*TO DO:*
Copy out the records again, starting with the line that contains "Where can you see the distant city" and going on through the end of the records, requests and all. Add 45 to every coordinate in the answers.

*DATA SHOWN:*
^^^^

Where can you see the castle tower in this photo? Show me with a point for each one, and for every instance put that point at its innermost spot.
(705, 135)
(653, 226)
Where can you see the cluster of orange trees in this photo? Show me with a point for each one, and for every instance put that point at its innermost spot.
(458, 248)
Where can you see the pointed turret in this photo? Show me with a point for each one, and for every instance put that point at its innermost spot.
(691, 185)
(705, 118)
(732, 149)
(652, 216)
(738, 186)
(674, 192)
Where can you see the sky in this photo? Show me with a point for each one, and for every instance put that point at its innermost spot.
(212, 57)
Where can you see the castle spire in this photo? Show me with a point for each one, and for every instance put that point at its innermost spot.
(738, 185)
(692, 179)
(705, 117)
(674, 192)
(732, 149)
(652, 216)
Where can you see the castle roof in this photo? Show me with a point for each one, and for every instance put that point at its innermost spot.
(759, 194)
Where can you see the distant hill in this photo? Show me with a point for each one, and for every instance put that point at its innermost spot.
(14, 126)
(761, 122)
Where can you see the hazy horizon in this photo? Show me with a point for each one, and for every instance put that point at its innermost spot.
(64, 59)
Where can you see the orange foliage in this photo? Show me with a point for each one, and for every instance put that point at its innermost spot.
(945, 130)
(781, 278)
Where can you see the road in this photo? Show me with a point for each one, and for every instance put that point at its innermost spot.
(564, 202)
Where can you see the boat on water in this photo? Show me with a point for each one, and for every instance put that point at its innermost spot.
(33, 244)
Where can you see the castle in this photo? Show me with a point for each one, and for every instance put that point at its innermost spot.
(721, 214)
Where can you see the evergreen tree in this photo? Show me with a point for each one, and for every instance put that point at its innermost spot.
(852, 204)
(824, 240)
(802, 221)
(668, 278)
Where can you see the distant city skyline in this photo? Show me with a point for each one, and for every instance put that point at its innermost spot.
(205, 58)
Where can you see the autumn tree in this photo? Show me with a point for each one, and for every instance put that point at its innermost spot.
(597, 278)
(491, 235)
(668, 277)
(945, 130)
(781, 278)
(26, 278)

^^^^

*SOLUTION FOR THIS PROBLEM:*
Where can you see the distant city skyline in this photo? Show me with a point for each one, and for every instance put that point at its innermost spot.
(250, 103)
Where can you see the autumn tree in this photo? Show me with a point for each one, and for every instance put that point at its innermost spot.
(642, 323)
(536, 280)
(713, 322)
(990, 175)
(826, 323)
(71, 323)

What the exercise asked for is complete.